GEGEVEN TEKST:
•••
De Arbo-Informatie 17 (AI-17)
De VVT heeft de AI-17 gepubliceerd. Dit naslagwerk bevat o.a. uitgebreide informatie over het werken met hijs- en hefmiddelen. Hoofdstuk 5 van de AI-17 geeft nadere toelichting op het keuren en inspecteren van hijs- en hefmiddelen.
De AI-17 is te bestellen is via de webshop van de VVT.
Keuren, inspecteren en controle
In het arbobesluit, artikel 7.2a staat dat onder keuring wordt verstaan 'een onderzoek of beproeving'. In artikel 7.4a van het arbobesluit wordt over de 'noodzakelijke keuringen en beproevingen van arbeidsmiddelen' gesproeken. Transporthouders en een gedeelte van de hijskranen en hefwerktuigen vallen onder de noemer arbeidsmiddelen en moeten aan deze veresite voldoen.
Voor hijskranen geldt het Warenwet besluit machines, artikel 6d, waarin gesproken wordt over een 'periodieke keuring'.
In artikel 7.20 van het arbobesluit staat dat hijs- en hefgereedschappen onderworpen moeten worden aan een 'onderzoek op goede staat, waarbij het zonodig wordt beproefd'.
De begrippen keruing en inspectie worden door velen, inclusief de wetgever, regelmatig door elkaar gebruikt. Het begrip controle is toegevoegd om te benadrukken dat voor elk gebruik altijd een controle moet plaatsvinden. (Klik hier voor een overzicht van de verschillende tussen keuring, inspectie en controle.)
•••
GESELECTEERDE GEGEVENS:

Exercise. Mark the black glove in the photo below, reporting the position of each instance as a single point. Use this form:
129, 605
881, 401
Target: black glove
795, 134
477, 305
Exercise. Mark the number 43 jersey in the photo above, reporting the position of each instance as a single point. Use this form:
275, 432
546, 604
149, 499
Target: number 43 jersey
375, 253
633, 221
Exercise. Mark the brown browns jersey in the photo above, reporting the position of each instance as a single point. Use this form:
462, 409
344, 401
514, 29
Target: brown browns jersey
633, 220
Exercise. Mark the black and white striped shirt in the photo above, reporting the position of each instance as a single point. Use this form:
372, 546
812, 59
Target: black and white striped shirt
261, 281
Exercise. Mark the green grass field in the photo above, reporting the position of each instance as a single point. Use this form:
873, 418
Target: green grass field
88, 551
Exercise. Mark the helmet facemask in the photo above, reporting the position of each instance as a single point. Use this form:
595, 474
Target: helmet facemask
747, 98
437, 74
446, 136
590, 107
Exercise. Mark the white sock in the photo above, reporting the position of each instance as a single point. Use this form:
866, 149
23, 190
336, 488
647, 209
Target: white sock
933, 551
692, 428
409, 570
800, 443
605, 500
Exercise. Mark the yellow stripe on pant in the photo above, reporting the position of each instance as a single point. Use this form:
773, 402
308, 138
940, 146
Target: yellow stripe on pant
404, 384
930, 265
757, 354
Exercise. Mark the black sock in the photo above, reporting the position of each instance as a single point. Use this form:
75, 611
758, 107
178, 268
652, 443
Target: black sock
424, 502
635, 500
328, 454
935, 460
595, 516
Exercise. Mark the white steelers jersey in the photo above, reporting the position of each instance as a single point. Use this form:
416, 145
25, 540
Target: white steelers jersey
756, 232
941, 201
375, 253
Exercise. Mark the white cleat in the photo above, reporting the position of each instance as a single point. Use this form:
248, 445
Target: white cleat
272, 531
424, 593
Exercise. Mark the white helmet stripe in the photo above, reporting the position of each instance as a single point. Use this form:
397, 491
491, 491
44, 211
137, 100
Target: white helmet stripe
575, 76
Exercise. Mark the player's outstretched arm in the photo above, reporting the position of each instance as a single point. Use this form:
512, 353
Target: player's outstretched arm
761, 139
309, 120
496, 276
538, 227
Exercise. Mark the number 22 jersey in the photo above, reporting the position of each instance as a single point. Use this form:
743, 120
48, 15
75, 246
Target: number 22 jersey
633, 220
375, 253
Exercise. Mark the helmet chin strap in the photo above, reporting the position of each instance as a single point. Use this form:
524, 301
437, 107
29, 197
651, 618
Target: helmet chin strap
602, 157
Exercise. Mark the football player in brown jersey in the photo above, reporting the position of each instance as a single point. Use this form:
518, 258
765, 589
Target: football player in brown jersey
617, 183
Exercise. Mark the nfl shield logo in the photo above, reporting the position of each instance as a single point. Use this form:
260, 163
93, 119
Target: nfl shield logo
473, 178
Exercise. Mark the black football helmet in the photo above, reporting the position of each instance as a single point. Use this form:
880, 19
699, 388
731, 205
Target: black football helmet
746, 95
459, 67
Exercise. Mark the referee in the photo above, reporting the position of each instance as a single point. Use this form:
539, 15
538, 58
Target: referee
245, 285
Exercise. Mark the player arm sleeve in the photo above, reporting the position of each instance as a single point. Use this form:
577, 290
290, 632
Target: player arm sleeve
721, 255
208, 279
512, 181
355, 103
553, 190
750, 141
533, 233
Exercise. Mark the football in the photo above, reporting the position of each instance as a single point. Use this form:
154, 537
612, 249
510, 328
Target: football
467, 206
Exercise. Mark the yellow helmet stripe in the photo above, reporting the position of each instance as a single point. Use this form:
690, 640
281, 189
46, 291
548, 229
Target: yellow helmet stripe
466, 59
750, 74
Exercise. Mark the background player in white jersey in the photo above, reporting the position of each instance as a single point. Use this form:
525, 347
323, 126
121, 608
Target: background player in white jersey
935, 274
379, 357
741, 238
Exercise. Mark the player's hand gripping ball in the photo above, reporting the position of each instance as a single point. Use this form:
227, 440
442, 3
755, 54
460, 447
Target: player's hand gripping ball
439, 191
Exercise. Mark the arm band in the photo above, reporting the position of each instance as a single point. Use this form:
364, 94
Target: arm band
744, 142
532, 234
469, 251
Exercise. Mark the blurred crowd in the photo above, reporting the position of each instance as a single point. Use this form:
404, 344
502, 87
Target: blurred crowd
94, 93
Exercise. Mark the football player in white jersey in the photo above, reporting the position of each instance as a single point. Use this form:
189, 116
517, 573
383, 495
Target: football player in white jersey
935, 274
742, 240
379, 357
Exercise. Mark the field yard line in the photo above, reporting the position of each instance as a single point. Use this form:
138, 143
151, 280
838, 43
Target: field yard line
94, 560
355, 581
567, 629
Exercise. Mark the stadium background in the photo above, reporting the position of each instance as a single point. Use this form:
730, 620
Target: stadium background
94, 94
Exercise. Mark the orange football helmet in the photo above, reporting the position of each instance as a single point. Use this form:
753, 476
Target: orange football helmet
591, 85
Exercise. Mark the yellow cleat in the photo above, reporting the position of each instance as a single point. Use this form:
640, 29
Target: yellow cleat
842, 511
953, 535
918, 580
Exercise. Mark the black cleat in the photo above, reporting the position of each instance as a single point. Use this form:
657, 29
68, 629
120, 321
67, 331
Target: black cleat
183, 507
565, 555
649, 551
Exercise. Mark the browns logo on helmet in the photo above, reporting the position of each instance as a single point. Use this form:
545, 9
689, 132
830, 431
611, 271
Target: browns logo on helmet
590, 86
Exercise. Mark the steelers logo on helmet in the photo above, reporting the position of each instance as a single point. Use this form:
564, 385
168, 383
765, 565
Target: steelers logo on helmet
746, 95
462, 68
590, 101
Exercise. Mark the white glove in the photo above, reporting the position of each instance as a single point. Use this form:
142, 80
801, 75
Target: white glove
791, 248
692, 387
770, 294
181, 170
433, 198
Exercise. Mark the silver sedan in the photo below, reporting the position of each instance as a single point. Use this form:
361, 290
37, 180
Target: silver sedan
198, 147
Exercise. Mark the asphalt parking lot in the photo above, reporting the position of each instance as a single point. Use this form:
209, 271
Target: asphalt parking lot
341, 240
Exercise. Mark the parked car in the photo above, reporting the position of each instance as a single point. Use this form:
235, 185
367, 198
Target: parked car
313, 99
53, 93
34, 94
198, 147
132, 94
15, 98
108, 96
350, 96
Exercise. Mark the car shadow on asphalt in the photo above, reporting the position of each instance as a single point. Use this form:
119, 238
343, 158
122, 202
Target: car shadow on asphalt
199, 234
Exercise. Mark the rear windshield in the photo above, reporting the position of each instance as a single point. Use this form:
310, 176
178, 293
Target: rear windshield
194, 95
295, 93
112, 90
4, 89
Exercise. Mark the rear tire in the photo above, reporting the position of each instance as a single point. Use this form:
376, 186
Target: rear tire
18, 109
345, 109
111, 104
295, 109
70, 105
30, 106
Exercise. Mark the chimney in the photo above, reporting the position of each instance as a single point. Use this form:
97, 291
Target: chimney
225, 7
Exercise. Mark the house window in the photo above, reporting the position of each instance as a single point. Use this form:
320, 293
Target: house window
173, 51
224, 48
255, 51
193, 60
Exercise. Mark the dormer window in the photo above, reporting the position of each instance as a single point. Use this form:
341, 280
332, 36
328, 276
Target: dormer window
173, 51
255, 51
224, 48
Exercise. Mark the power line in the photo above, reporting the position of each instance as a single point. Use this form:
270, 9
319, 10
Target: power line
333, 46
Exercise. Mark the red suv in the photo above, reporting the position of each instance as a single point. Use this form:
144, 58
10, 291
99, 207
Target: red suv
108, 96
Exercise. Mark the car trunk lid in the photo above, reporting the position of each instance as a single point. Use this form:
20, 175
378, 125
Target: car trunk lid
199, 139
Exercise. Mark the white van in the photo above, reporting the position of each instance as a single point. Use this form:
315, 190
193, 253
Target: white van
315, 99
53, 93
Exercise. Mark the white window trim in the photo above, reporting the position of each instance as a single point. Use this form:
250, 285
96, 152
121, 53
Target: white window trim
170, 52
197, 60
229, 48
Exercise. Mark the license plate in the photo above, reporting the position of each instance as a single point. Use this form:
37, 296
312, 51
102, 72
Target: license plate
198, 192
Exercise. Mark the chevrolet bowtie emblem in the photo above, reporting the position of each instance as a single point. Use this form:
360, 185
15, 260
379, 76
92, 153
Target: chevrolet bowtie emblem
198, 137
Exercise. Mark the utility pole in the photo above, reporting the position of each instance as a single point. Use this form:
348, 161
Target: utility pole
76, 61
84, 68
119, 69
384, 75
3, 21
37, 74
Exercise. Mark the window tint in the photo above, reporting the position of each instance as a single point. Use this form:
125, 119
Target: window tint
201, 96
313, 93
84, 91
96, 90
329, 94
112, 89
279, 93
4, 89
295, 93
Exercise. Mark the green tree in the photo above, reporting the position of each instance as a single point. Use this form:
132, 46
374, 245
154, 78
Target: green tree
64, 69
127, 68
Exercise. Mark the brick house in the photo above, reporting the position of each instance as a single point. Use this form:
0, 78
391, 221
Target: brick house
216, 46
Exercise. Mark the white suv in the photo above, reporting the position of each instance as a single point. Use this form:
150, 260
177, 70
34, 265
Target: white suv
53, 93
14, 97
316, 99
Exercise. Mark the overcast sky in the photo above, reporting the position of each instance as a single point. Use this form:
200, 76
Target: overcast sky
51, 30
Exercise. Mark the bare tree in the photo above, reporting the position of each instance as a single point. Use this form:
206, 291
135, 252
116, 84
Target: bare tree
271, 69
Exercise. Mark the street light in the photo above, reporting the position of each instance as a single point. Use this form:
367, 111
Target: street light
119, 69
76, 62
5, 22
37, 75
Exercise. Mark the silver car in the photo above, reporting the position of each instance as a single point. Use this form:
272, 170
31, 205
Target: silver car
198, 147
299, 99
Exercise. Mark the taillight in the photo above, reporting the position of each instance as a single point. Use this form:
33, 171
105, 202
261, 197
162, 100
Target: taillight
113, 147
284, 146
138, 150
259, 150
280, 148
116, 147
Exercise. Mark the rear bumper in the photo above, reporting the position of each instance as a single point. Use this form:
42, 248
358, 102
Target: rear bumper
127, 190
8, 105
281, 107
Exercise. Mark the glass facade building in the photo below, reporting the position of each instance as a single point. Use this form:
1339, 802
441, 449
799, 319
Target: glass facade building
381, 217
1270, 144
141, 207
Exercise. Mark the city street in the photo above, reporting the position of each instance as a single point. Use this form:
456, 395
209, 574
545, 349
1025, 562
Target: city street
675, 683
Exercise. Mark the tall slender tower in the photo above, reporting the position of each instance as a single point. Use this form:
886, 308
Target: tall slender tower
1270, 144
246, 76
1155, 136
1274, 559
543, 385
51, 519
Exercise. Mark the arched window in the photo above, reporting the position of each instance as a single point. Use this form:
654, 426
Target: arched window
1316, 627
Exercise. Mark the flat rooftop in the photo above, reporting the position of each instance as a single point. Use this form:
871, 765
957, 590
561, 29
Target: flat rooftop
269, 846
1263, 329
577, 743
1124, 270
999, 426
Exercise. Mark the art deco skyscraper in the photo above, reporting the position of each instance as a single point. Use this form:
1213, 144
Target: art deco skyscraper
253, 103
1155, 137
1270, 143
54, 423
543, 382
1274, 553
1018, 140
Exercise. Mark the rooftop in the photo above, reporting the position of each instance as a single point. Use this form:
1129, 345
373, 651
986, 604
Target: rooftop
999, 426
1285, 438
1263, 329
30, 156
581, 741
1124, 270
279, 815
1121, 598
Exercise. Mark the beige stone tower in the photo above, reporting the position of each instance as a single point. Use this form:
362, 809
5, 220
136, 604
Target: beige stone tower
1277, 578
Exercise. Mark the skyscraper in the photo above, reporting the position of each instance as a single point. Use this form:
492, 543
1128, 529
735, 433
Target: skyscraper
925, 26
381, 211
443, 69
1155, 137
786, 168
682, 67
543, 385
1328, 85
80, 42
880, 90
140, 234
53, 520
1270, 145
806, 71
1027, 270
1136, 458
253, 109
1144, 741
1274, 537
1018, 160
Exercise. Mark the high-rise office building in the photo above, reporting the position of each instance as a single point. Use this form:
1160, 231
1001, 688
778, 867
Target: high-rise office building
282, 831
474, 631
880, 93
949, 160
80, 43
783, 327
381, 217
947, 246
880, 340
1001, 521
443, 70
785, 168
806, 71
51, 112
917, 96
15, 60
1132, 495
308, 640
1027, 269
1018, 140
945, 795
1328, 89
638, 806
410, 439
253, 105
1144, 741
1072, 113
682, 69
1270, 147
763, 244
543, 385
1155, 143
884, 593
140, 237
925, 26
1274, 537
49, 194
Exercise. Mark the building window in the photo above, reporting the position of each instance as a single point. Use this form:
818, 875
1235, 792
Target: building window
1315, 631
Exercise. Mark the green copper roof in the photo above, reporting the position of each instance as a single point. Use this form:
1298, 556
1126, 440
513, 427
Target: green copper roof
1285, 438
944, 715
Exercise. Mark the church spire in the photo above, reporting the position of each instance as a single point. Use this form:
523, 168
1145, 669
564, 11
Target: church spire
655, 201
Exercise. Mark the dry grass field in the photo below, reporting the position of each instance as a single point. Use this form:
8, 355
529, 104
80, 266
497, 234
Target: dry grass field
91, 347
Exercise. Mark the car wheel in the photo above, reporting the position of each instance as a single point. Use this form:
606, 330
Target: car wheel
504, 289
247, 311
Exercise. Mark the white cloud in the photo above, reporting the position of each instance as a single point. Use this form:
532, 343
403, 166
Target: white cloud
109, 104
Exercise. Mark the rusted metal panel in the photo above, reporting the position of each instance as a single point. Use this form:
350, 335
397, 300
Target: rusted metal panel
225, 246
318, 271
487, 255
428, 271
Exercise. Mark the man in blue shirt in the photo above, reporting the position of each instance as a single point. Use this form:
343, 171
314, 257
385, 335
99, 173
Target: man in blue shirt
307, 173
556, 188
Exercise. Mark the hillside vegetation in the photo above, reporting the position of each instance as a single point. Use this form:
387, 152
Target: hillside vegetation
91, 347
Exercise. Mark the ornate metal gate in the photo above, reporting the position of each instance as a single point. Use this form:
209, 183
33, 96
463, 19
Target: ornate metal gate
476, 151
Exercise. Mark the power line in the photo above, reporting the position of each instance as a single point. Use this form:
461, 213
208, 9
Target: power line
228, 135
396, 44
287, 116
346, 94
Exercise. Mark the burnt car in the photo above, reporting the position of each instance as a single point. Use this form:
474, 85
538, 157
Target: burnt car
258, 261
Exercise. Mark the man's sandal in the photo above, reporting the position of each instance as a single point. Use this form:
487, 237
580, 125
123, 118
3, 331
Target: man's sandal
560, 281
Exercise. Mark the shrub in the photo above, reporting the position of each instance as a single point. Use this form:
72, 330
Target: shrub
•••
VEREISTE HANDELINGEN:
1. Welk hoofdstuk van de AI-17 licht volgens de tekst over de AI-17 het keuren en inspecteren van hijs- en hefmiddelen nader toe?
2. Schrijf uit de tekst over de AI-17 letterlijk over wat tussen "De AI-17 is" en "deze veresite voldoen." staat, beide inbegrepen.

ANTWOORDEN BIJ OPDRACHTEN:
1. Hoofdstuk 5

2.
De AI-17 is te bestellen is via de webshop van de VVT.
Keuren, inspecteren en controle
In het arbobesluit, artikel 7.2a staat dat onder keuring wordt verstaan 'een onderzoek of beproeving'. In artikel 7.4a van het arbobesluit wordt over de 'noodzakelijke keuringen en beproevingen van arbeidsmiddelen' gesproeken. Transporthouders en een gedeelte van de hijskranen en hefwerktuigen vallen onder de noemer arbeidsmiddelen en moeten aan deze veresite voldoen.